### Problems to work on
1. Answer these questions about the perf string-ownership thread:
(a) Which tool found the leak, and during which test?
(b) For which language does the writer say he would use std::string and walk away?
(c) Which two macro names appear in the proposed struct evsel declaration?
2. Please carry on the perf string-ownership thread from the point where it stops.

### Text block
++++
On Tue, 2020-09-15 at 11:59 -0700, Ian Rogers wrote:
> On Tue, Sep 15, 2020 at 5:19 AM Arnaldo Carvalho de Melo
> <[email protected]> wrote:
> > Em Tue, Sep 15, 2020 at 12:18:13PM +0900, Namhyung Kim escreveu:
> > > The evsel->unit borrows a pointer of pmu event or alias instead
> > > of
> > > owns a string. But tool event (duration_time) passes a result of
> > > strdup() caused a leak.
> > >
> > > It was found by ASAN during metric test:
> >
> > Thanks, applied.
>
> Thanks Namhyung and Arnaldo, just to raise a meta point. A lot of the
> parse-events asan failures were caused by a lack of strdup causing
> frees of string literals. It seems we're now adding strdup
> defensively
> but introducing memory leaks. Could we be doing this in a smarter
> way?
> For C++ I'd likely use std::string and walk away. For perf code the
> best source of "ownership" I've found is to look at the "delete"
> functions and figure out ownership from what gets freed there - this
> can be burdensome. For strings, the code is also using strbuf and
> asprintf. One possible improvement could be to document ownership
> next
> to the struct member variable declarations. Another idea would be to
> declare a macro whose usage would look like:
>
> struct evsel {
> ...
> OWNER(char *name, "this");
> ...
> UNOWNED(const char *unit);
> ...
>
> Maybe then we could get a static analyzer to complain if a literal
> were assigned to an owned struct variable. Perhaps if a strdup were
> assigned to an UNOWNED struct variable perhaps it could warn too, as
> presumably the memory allocation is a request to own the memory.
++++
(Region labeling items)

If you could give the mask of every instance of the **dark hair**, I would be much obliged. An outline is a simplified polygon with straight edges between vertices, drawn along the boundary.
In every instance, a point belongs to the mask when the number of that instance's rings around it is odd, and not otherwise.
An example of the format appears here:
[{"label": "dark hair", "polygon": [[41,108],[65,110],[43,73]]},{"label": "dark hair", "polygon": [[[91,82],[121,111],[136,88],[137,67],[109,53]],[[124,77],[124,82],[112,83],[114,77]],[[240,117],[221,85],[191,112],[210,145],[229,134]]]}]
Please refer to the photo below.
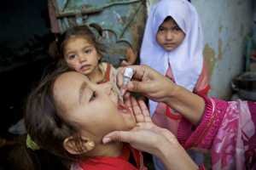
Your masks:
[{"label": "dark hair", "polygon": [[63,141],[69,136],[75,138],[79,149],[82,139],[78,127],[63,120],[61,109],[58,108],[53,97],[53,86],[67,67],[59,67],[48,74],[39,85],[31,93],[26,107],[25,123],[27,133],[40,147],[50,153],[69,161],[74,161],[82,156],[69,154],[63,147]]},{"label": "dark hair", "polygon": [[[91,28],[93,29],[93,28]],[[84,37],[90,43],[92,43],[97,53],[102,57],[105,54],[105,46],[99,42],[96,37],[94,32],[87,26],[79,26],[68,28],[64,33],[61,34],[57,40],[57,48],[61,55],[63,58],[63,49],[65,42],[71,37],[75,36]]]}]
++++
### The replies
1.
(a) ASAN found it during the metric test.
(b) C++.
(c) OWNER and UNOWNED.

2.
>
> There was a talk about GCC's -fanalyzer option doing malloc/free
> checking at Linux plumbers 2 weeks ago:
> https://linuxplumbersconf.org/event/7/contributions/721/attachments/542/961/2020-LPC-analyzer-talk.pdf
> I added David Malcolm, the LPC presenter, as he may have ideas on how
> we could do this in a better way.

Hi Ian.

Some ideas (with the caveat that I'm a GCC developer, and not a regular
on LKML): can you capture the ownership status in the type system?
I'm brainstorming here but how about:
typedef char *owned_string_t;
typedef const char *borrowed_string_t;
This would at least capture the intent in human-readable form, and
*might* make things more amenable to checking by a machine. It's also
less macro cruft.
I take it that capturing the ownership status with a runtime flag next
to the pointer in a struct is too expensive for your code?


Some notes on -fanalyzer:

Caveat: The implementation of -fanalyzer in gcc 10 is an early
prototype and although it has found its first CVE I don't recommend it
for use "in anger" yet; I'm working on getting it more suitable for
general usage for C in gcc 11. (mostly scaling issues and other
bugfixing)

-fanalyzer associates state machines with APIs; one of these state
machines implements leak detection for malloc, along with e.g. double-
free detection. I'm generalizing this checker to other acquire/release
APIs: I have a semi-working patch under development (targeting GCC 11)
that exposes this via a fndecl attribute, currently named
"deallocated_by", so that fn decls can be labeled e.g.:

extern void foo_release (foo *);
extern foo *foo_acquire (void)
__attribute__((deallocated_by(foo_release));

and have -fanalyzer detect leaks, double-releases, use-after-release,
failure to check for NULL (alloc failure) etc.

Ultimately this attribute might land in the libc header for strdup (and
friends), but I can also special-case strdup so that the analyzer
"knows" that the result needs to be freed if non-NULL (and that it can
fail and return NULL).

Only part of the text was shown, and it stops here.